■ **What needs to be done**
Restate word for word the span that opens with the line containing "Can you see the river water?" and closes with the final line of the data; give only those lines.

■ **Provided data**

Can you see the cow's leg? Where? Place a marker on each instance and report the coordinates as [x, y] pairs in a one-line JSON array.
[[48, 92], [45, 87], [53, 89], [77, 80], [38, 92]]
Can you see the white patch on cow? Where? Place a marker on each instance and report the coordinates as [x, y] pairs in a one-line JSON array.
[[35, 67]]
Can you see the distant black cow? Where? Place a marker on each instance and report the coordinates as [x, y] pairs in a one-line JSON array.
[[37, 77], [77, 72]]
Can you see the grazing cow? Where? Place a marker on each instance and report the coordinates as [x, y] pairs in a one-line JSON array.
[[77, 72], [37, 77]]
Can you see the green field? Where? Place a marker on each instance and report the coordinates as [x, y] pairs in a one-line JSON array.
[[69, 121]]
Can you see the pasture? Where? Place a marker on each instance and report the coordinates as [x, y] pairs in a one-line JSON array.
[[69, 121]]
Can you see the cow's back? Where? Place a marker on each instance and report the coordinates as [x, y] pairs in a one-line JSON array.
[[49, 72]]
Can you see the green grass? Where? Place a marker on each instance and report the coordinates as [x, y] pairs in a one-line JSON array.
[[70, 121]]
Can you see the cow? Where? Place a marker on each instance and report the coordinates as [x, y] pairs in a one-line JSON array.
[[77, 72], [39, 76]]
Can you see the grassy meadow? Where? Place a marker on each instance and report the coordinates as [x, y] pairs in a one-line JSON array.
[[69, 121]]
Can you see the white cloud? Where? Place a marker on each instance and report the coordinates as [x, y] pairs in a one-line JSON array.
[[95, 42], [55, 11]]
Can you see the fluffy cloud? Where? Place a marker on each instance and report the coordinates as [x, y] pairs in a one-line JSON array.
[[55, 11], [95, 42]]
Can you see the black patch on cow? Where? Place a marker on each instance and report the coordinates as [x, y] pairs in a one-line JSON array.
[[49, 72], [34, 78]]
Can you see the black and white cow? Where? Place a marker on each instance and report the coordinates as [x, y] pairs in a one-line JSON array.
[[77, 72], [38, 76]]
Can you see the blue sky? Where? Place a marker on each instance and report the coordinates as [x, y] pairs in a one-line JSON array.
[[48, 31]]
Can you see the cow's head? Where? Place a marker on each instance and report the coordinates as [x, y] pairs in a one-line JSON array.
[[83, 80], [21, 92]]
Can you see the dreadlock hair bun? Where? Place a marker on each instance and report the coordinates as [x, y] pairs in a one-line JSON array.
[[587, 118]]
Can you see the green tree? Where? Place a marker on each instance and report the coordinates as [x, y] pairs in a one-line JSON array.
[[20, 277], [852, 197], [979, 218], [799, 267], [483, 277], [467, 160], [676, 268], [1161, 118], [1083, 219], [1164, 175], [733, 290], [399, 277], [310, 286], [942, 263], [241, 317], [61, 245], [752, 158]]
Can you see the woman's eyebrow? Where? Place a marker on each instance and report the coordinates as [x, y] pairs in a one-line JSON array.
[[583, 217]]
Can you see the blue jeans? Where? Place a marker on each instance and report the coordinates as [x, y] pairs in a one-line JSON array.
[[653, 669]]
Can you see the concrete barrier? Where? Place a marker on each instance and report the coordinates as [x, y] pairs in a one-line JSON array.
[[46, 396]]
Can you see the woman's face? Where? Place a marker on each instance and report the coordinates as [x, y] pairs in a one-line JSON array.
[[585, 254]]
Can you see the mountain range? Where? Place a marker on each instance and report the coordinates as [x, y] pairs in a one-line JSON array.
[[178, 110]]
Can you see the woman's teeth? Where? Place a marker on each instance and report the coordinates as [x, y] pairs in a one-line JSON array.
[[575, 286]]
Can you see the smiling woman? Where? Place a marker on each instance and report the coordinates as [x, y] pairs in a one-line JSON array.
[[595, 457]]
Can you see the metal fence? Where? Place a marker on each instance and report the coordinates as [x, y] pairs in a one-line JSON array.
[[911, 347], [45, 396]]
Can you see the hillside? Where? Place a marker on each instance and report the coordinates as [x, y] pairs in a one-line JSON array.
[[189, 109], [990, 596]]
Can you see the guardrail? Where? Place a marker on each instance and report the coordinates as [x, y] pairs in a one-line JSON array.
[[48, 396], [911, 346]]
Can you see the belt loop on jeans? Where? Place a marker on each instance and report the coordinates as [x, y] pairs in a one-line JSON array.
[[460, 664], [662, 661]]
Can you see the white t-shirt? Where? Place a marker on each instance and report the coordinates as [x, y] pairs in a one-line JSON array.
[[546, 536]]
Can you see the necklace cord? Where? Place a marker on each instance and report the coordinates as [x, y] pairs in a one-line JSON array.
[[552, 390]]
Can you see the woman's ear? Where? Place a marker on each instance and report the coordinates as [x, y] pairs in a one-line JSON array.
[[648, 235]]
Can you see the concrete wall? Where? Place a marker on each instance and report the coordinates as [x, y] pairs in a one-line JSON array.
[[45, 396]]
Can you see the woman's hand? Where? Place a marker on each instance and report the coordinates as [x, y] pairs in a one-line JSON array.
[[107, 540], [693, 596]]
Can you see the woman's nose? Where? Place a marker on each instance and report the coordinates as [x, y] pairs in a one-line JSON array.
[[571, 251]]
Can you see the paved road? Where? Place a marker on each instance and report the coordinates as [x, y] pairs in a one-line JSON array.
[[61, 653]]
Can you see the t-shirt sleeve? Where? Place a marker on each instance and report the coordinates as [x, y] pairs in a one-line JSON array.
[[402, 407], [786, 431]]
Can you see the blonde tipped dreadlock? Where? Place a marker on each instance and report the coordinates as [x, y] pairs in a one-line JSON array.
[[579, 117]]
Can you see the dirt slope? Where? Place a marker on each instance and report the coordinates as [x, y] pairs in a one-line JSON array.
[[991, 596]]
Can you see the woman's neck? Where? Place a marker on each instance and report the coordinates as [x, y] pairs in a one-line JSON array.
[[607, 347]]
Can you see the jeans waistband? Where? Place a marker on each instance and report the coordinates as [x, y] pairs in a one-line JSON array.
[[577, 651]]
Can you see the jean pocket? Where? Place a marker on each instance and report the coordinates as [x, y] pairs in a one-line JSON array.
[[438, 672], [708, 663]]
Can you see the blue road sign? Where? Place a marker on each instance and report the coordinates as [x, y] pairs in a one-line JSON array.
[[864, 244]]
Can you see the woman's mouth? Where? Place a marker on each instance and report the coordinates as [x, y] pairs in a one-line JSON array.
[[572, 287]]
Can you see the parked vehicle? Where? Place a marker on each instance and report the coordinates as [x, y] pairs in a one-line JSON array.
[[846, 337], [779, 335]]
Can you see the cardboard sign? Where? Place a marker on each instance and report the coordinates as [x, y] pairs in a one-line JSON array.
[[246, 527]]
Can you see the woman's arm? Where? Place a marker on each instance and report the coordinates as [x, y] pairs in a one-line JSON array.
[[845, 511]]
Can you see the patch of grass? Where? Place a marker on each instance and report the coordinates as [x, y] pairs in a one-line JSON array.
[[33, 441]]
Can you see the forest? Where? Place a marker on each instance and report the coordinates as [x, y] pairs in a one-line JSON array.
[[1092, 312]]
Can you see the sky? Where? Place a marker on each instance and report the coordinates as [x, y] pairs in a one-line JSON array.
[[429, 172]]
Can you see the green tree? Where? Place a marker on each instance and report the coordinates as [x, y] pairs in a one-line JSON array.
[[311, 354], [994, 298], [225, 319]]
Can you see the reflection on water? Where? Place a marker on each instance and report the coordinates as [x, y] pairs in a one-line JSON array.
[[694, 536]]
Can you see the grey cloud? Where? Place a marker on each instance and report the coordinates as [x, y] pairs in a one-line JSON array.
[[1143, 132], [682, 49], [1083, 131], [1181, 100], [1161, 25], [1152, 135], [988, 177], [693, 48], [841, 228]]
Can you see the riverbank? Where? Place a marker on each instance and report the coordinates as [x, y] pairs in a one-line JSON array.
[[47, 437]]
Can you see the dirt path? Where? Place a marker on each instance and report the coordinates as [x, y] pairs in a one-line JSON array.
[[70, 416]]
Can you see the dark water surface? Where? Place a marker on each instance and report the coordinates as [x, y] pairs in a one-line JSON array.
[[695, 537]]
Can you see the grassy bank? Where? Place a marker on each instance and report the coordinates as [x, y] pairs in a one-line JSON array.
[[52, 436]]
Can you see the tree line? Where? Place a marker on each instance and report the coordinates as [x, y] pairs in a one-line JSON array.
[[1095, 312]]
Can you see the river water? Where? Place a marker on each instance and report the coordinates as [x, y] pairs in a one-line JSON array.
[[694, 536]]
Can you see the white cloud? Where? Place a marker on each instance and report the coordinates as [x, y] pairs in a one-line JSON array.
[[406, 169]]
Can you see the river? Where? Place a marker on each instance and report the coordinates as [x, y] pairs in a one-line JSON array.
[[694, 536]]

■ **Output below**
Can you see the river water? Where? Place a marker on each instance and report the coordinates as [x, y] pairs in a one-line JSON array.
[[694, 536]]
Can you see the white cloud? Where? Place a marker on each instance and report the coordinates as [x, y] pairs in a one-line JSON array.
[[406, 169]]
Can you see the river? Where? Place a marker on each instance and report the coordinates as [x, y] pairs in a one-line JSON array.
[[694, 536]]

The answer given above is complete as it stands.